Exercise goal: Output all of the material exactly; leave out no line.
*** Data extracts Section Begins ***
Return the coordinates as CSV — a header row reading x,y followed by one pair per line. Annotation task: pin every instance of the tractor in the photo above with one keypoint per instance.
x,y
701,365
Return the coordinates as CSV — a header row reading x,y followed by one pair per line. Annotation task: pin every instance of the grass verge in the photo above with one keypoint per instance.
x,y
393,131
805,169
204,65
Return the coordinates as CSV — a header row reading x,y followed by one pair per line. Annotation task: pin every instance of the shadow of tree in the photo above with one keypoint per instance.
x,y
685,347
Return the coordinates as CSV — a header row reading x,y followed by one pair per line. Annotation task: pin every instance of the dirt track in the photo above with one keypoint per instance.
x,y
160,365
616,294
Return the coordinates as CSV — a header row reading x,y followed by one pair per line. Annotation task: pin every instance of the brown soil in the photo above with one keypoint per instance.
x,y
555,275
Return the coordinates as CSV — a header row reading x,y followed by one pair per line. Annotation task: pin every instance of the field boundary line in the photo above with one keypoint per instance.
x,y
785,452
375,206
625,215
*** Data extracts Section Ends ***
Written answer:
Return the coordinates as CSV — a header row reading x,y followed by one pair per line. Annotation task: pin every instance of the tractor in the photo above with one keypoint per instance.
x,y
701,365
Return the coordinates as CSV — a header row reading x,y followed by one pair per line. Annotation task: pin every instance of the grass verge in the photo above with one keypoint per instance.
x,y
393,131
805,169
204,65
Return the coordinates as CSV — a header row reading x,y followed by one pair per line. Annotation task: pin every instance of the shadow of tree in the photo above with one keypoint per instance.
x,y
685,347
Return the coordinates as CSV — a header row reading x,y followed by one pair per line. Annotation task: pin every instance of the dirt track in the photo above with one keypoint per instance.
x,y
160,365
616,294
Return the coordinates as CSV — a header row reading x,y followed by one pair per line. Annotation task: pin every instance of the brown soil in the photo above with one keypoint per instance.
x,y
555,275
Return the coordinates as CSV — a header row reading x,y followed by one pair per line. Annotation task: pin every instance of the field boundary line in the photo above with one keypoint per instance.
x,y
785,452
375,206
625,215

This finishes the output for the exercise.